### [PROVIDED PASSAGE]

════

She has also tried her luck on the private market, but the responses have often been equally disappointing: “insufficient salary”, “too large a family”, “accommodation not suited to your needs”. Understandably, the family is desperate to find a solution. Bushra and Mahmood are looking for accommodation that will enable their children to spend less time commuting to school. “They’re exhausted when they arrive from Clervaux (...) I don’t mind a long commute to work if it saves them the journey”, says the Bushra. Changing schools is no longer an option. “They have never had any stability in their lives, and I want to try to help them keep what they have at school”, she explains.

After nearly eight years of an extreme ordeal, Bushra simply wishes for a home of her own, where her family will no longer have to share the kitchen and sanitary facilities with five other families. She insists that she loves Luxembourg and wants to build her life here. The missing piece of the jigsaw is, as it is for many other families, housing. A problem she needs to resolve as quickly as possible if they wish to avoid ending up on the streets.

════

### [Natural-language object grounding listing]
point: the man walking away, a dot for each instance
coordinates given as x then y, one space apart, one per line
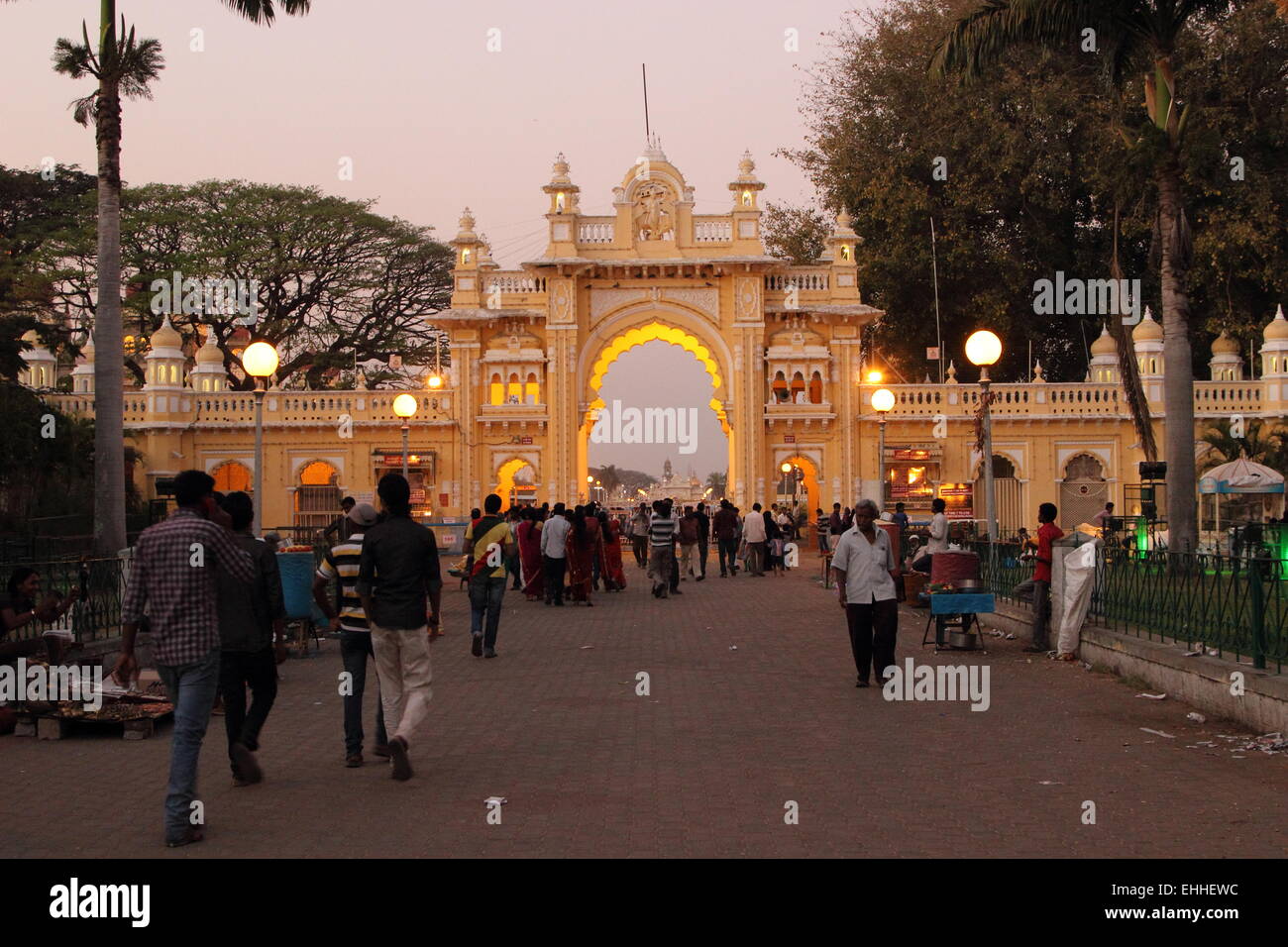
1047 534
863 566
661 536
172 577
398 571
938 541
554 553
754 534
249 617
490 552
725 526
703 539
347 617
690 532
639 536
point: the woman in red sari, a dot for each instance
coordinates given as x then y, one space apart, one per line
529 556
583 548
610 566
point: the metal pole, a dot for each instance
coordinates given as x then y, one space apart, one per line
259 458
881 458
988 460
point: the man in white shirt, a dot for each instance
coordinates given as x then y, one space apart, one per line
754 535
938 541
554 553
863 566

════

### [EXERCISE PROMPT]
According to the passage about the family's housing search, with how many other families does Bushra's family share the kitchen and sanitary facilities?

### [TASK RESPONSE]
Five other families.